Image-backed grounding data
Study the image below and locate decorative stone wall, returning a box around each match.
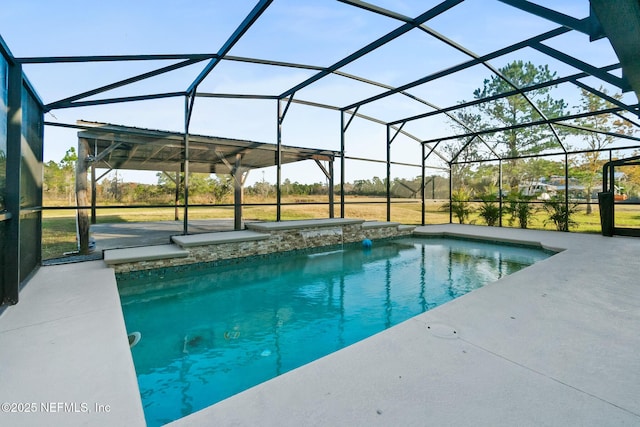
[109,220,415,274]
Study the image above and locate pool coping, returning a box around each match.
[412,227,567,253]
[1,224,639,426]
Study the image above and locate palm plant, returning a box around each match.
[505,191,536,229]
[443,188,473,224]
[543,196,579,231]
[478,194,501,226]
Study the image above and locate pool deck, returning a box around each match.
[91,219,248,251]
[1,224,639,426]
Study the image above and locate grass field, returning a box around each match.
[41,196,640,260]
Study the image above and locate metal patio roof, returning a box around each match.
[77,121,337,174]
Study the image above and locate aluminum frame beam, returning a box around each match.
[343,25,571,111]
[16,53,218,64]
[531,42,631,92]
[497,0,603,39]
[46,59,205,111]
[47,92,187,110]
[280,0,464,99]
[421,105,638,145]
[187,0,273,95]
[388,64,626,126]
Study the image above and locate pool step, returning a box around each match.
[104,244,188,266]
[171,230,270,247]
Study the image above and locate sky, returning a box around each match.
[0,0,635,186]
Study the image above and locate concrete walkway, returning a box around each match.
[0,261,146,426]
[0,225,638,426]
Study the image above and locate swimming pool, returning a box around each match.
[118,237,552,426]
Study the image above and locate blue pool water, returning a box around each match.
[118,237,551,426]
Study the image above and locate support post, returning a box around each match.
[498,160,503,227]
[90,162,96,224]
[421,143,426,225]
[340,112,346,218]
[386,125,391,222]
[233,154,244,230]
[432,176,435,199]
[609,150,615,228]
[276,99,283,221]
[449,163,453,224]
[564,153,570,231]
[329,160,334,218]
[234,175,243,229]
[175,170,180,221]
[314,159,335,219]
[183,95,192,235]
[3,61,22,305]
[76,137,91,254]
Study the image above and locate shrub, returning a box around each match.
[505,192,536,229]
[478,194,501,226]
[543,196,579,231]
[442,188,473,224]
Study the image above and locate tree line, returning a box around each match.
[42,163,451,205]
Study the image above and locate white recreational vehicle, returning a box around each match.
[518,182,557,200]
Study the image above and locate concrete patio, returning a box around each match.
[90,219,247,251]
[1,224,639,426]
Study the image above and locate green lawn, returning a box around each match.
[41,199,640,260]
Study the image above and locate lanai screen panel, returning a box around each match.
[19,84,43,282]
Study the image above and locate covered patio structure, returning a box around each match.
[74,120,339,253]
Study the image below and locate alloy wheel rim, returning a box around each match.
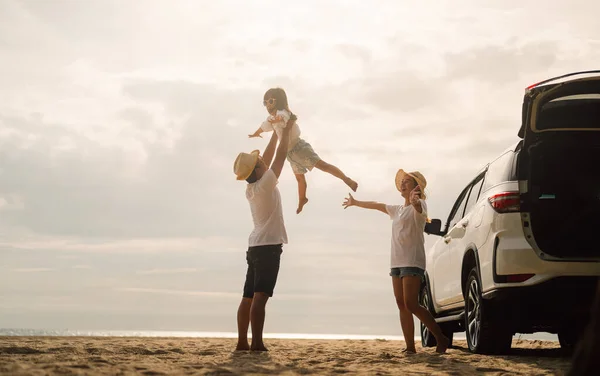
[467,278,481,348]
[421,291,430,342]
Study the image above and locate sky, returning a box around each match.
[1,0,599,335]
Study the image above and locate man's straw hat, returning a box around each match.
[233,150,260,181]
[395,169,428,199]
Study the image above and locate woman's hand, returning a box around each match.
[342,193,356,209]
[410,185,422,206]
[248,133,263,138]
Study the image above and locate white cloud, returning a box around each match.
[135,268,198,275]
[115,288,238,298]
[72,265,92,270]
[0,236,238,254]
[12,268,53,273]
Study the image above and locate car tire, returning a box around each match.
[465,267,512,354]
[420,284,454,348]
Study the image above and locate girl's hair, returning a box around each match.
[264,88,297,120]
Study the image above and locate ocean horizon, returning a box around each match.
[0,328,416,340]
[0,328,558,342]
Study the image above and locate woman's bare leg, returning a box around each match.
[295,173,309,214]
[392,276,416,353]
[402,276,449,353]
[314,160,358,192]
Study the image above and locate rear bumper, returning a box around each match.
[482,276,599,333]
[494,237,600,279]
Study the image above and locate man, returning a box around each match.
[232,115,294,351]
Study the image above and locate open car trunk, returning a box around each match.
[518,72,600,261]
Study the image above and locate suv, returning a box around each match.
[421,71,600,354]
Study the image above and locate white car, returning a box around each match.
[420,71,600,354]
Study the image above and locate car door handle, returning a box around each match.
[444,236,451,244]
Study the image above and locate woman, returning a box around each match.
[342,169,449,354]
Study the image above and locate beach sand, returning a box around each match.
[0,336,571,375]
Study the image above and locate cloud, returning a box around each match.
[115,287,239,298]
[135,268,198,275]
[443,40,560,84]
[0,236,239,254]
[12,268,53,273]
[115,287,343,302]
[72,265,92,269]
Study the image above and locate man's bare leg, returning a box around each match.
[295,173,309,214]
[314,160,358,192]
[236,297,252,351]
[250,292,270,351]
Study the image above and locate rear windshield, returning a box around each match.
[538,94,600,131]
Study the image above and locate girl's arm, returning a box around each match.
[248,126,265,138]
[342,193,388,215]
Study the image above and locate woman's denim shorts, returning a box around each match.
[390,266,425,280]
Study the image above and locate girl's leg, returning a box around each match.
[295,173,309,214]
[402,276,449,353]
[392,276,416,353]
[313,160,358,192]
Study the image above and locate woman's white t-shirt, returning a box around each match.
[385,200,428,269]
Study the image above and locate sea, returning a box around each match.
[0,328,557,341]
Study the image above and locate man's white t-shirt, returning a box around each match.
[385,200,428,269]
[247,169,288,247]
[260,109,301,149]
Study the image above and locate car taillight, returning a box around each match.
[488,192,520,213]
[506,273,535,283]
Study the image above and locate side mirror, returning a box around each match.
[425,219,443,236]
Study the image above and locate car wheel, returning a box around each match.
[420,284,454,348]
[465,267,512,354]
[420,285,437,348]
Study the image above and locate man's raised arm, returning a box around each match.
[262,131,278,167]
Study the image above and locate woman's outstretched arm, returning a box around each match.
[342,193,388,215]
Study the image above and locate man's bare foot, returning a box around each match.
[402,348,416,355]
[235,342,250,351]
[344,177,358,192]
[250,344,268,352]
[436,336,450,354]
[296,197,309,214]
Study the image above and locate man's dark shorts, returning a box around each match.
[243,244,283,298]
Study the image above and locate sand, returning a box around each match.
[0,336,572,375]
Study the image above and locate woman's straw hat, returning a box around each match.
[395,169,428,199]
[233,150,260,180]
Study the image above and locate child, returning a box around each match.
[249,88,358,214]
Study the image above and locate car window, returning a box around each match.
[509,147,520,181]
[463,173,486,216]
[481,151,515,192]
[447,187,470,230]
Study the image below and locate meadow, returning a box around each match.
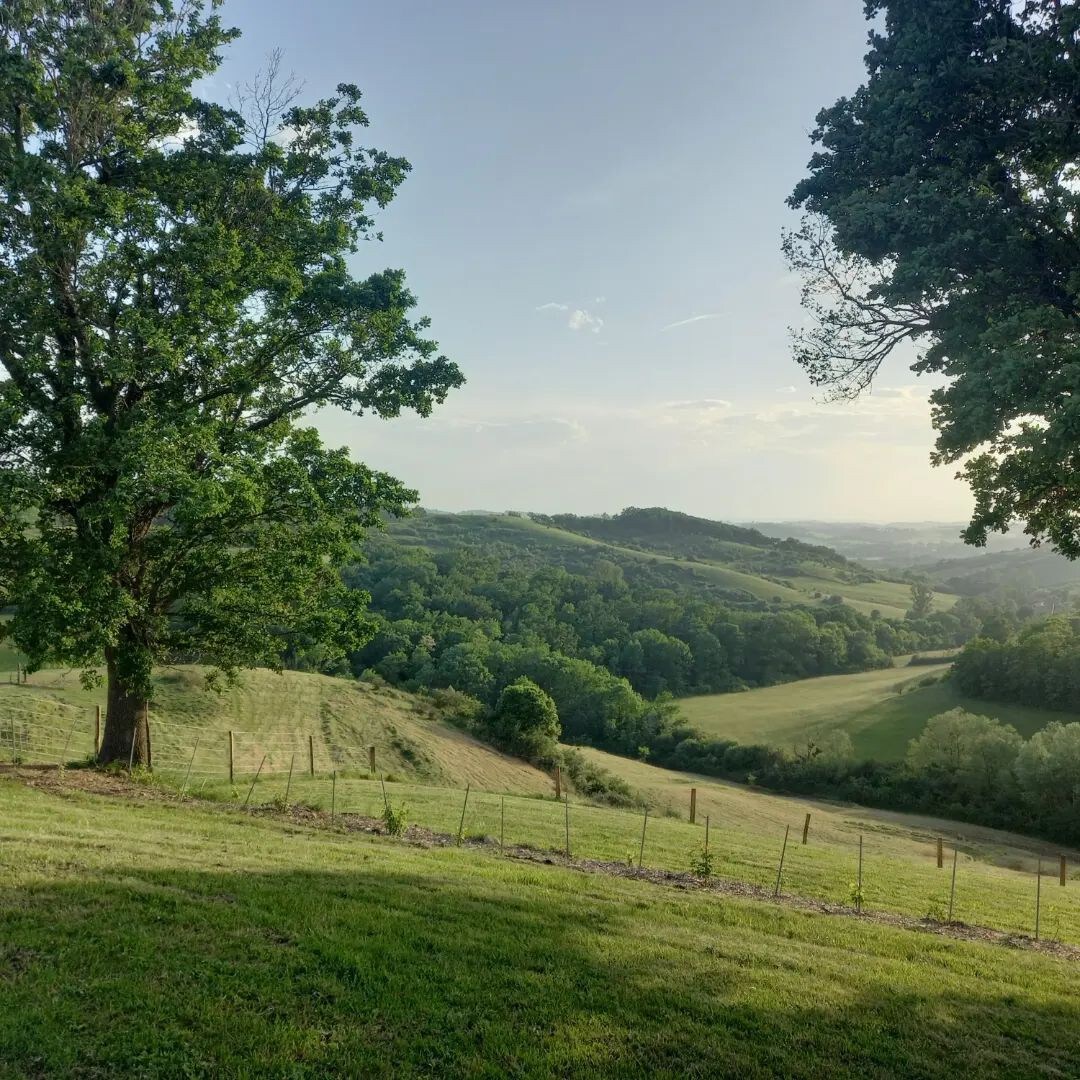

Problem :: Could you retype every line above exactly as it appears, skipping the pictures?

Solution below ::
Study the image below and locate decorative stone wall, returning a box around each match.
[109,220,415,274]
Study the image above and locate pool coping, returning a box around each match.
[412,227,567,253]
[1,224,639,426]
Study the image above and locate palm plant, returning a box around each match.
[505,191,536,229]
[443,188,473,224]
[543,196,579,231]
[478,194,501,226]
Study the image above and locate pool deck, returning a box around each match.
[91,219,248,251]
[1,224,639,426]
Study the image above and locate grass field, returning a box around each match.
[41,196,640,260]
Study the image above and locate metal patio roof, returning a box around each match.
[77,121,337,174]
Study the image above and locate aluminum frame beam, returning a box around each match.
[343,25,571,111]
[16,53,218,64]
[531,42,631,92]
[497,0,603,39]
[46,59,205,111]
[47,92,187,110]
[280,0,464,99]
[421,105,638,145]
[187,0,273,95]
[388,64,626,126]
Study the image above and locate pool step, returning a box around each match.
[104,244,188,266]
[171,230,270,247]
Study the image above and locate sky, returning a box around each match.
[0,0,635,186]
Study the image above and locate concrete walkway, returning a box around each match.
[0,261,146,426]
[0,225,638,426]
Study the image above and locate swimming pool, returning a box around each match.
[118,237,552,426]
Study the image above and locate blue pool water, returning a box around each match.
[118,237,551,426]
Study the image above and locate support post, returning a box around each match.
[498,160,503,227]
[90,162,96,224]
[421,143,426,225]
[340,112,346,218]
[386,125,391,222]
[233,154,244,230]
[432,176,435,199]
[609,150,615,228]
[276,99,283,221]
[449,163,453,224]
[564,153,570,231]
[329,160,334,218]
[234,175,243,229]
[175,170,180,221]
[314,159,335,219]
[183,95,192,235]
[3,61,22,305]
[76,137,91,254]
Study the image above and locate shrub, returning a box around each match.
[505,192,536,229]
[478,194,501,226]
[543,196,579,231]
[442,188,473,224]
Study the image above and locate tree line, returning a box around each match.
[42,163,451,205]
Study the image above and locate white recreational vehicle, returning a box around each match.
[518,182,557,200]
Study the image above and locate concrete patio, returning a box around each match.
[90,219,247,251]
[1,224,639,426]
Study the image above and locate green lawn, returning a box around each match.
[41,199,640,260]
Study the image above and locate lanai screen panel, returning a box around each match.
[19,84,43,282]
Study the image above and locate covered patio structure, returning a box around each match.
[74,120,339,253]
Study the image below and locate alloy wheel rim, returning a box around each match.
[467,278,481,348]
[421,291,430,342]
Study the image above and locate sky, returning a box around each match.
[1,0,599,335]
Study the image above and locate man's straw hat, returning a box around each match.
[233,150,260,181]
[395,169,428,199]
Study the image above and locate woman's hand, returning a box around each match.
[342,193,356,209]
[410,185,422,206]
[248,133,263,138]
Study the image above and locate white cloud, returning a box around each match.
[135,268,198,275]
[115,288,238,298]
[72,265,92,270]
[0,236,238,254]
[12,268,53,273]
Study the image above and locate car tire, returning a box around each match.
[465,267,512,354]
[420,284,454,348]
Study the image above and locate girl's hair, returning a box around each match.
[264,88,297,120]
Study the image above and locate ocean horizon, returning a box around each match.
[0,328,416,340]
[0,328,558,342]
Study the image above and locate woman's bare leg, returning a box around each match.
[295,173,309,214]
[392,276,416,353]
[402,276,449,353]
[314,160,358,192]
Study the image above and locate rear bumper, returning a box around each match.
[482,276,599,333]
[494,237,600,279]
Study the image above and locate man, returning a box around each match.
[232,115,294,351]
Study the image above and locate open car trunk, returning a box around each match.
[518,72,600,261]
Study the image above and locate suv, returning a box around each match.
[421,71,600,354]
Study the image above and locate white car, returning a box around each match.
[420,71,600,354]
Study the image above and locate car door handle, returning a box around each match.
[444,236,451,244]
Study the image above and locate woman, returning a box around each match.
[342,169,449,354]
Study the image above and locate beach sand, returning a box around each match.
[0,336,571,375]
Study the image above and locate cloud, returning a box around each match.
[115,287,239,298]
[135,268,198,275]
[443,40,560,84]
[0,236,239,254]
[12,268,53,273]
[115,287,343,302]
[72,265,92,269]
Study the image above and locate man's bare leg, returning a box around each match.
[295,173,309,214]
[314,160,358,192]
[236,297,252,351]
[250,292,270,351]
Study the image above and locate rear windshield, returning a box around each match.
[538,94,600,131]
Study the image above and locate girl's arm, returning a box around each match.
[248,126,265,138]
[342,193,388,215]
Study the image above and locate woman's denim shorts, returning a box around each match.
[390,266,425,280]
Study the image above and locate girl's leg, returning a box around each match.
[295,173,309,214]
[402,276,449,353]
[392,276,416,353]
[313,160,358,192]
Study the image above and locate woman's white t-shirt, returning a box around each match.
[385,200,428,269]
Study the image above and locate sea, returning a box around each match.
[0,328,557,341]
Study the image above and locate man's white t-shirt, returning a box around each match.
[385,200,428,269]
[247,169,288,247]
[260,109,301,149]
Study the image above and locate car taillight, returning a box around each match.
[488,192,520,213]
[506,273,535,283]
Study the image above and locate side mirror, returning a box around each match.
[425,219,443,236]
Study the image above and locate car wheel, returning a box around each match.
[420,284,454,348]
[465,267,512,354]
[420,285,437,348]
Study the image above and locate man's raised arm, returning a box around each match.
[262,131,278,167]
Study the image above and locate woman's outstretched arm, returning a box around each match.
[342,193,388,215]
Study the image above and locate man's bare foot, returning a box around each match.
[402,348,416,355]
[235,342,250,351]
[344,177,358,192]
[250,344,268,352]
[436,336,450,354]
[296,197,309,214]
Study the image above and locate man's dark shorts, returning a box around each match.
[243,244,283,298]
Study the image above and locate sand, returning a box around each match.
[0,336,572,375]
Study the image above and locate woman's straw hat, returning a box around each match.
[395,169,428,199]
[233,150,260,180]
Study the image above and locate child, returning a box around each match.
[249,88,358,214]
Study the image above and locate car window, returning a box around each match.
[509,147,520,181]
[463,173,486,216]
[481,151,515,192]
[447,187,470,230]
Study the image below and locate meadow, returning a box around each match.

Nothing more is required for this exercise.